# REQUIRED WORK
Which lines of the listing below contain the string "blue"? Copy each of them in full.

┌──

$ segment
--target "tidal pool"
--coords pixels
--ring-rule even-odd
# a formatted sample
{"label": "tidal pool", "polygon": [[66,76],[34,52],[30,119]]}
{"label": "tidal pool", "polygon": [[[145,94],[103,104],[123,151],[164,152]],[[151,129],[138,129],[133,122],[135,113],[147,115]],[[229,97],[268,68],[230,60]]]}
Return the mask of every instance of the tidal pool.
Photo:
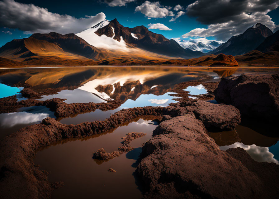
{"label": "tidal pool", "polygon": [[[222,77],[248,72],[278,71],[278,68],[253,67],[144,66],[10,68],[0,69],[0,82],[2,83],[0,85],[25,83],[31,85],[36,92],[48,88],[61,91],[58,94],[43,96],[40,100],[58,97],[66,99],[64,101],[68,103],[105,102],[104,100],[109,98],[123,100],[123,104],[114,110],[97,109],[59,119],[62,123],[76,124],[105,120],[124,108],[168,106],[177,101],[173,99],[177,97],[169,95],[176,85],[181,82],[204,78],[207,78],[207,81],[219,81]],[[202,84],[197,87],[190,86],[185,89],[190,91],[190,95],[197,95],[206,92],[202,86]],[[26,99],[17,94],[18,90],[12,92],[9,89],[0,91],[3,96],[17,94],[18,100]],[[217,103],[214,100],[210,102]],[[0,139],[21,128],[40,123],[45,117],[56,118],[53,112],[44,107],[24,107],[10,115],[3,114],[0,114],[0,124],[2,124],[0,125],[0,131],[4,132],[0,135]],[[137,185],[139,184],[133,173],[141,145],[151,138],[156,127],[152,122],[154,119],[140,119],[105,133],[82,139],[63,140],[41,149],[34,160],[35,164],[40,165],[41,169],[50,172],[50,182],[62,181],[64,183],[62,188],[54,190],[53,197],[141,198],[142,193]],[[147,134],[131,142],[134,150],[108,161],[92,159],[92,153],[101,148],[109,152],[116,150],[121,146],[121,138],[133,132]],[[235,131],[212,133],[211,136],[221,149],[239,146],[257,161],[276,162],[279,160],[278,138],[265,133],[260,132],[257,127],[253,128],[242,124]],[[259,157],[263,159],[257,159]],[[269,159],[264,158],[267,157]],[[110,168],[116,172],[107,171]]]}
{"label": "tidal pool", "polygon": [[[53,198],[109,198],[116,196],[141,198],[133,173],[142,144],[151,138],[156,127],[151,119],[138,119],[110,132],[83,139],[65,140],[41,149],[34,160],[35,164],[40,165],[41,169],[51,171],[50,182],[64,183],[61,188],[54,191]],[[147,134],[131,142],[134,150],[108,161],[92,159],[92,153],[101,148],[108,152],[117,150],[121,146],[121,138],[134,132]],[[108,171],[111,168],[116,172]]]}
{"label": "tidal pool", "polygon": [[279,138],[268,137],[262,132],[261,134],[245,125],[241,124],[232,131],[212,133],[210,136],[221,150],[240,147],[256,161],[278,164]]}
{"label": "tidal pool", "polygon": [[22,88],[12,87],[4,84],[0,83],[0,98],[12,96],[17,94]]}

└──
┌──

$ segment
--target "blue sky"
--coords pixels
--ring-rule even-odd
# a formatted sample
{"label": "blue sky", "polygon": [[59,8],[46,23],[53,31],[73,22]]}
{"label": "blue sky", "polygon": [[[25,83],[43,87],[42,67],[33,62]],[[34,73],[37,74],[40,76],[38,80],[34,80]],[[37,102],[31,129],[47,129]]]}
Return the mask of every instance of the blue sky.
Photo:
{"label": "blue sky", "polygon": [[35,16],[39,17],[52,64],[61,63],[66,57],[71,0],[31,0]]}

└──

# RESULT BELOW
--target "blue sky"
{"label": "blue sky", "polygon": [[59,8],[46,23],[53,31],[73,22]]}
{"label": "blue sky", "polygon": [[[25,83],[43,87],[42,67],[33,62]],[[34,73],[37,74],[40,76],[38,80],[34,80]],[[37,102],[31,129],[47,129]]]}
Return the mask of every instance of the blue sky.
{"label": "blue sky", "polygon": [[35,16],[39,17],[52,64],[61,63],[66,57],[71,0],[31,0]]}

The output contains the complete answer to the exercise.